What needs to be done: Rewrite the lines below, changing "rough mask" to "coarse mask" and leaving everything else as it is.
════
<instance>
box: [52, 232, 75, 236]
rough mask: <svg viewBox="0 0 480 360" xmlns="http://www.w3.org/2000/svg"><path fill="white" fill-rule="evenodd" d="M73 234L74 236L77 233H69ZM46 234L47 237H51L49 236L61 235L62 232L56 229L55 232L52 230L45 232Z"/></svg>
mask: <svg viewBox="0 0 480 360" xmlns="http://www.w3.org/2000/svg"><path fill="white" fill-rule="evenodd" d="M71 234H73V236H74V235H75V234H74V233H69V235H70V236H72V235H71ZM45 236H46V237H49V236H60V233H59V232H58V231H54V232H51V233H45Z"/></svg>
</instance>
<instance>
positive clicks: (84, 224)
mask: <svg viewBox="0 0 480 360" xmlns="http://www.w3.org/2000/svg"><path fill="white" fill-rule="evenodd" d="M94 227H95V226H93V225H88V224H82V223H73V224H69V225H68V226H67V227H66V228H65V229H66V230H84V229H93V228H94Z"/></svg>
════
Solution to this problem:
<instance>
box: [52, 232, 75, 236]
coarse mask: <svg viewBox="0 0 480 360" xmlns="http://www.w3.org/2000/svg"><path fill="white" fill-rule="evenodd" d="M73 234L74 236L77 233H69ZM46 234L47 237H51L49 236L61 235L62 232L56 229L55 232L52 230L45 232Z"/></svg>
mask: <svg viewBox="0 0 480 360" xmlns="http://www.w3.org/2000/svg"><path fill="white" fill-rule="evenodd" d="M71 234H73V236H74V235H75V234H74V233H69V235H70V236H72V235H71ZM45 236H46V237H49V236H60V233H59V232H58V231H54V232H51V233H45Z"/></svg>
</instance>
<instance>
positive clicks: (84, 224)
mask: <svg viewBox="0 0 480 360" xmlns="http://www.w3.org/2000/svg"><path fill="white" fill-rule="evenodd" d="M94 227H95V226H93V225H88V224H82V223H73V224H69V225H68V226H67V227H66V228H65V229H66V230H84V229H93V228H94Z"/></svg>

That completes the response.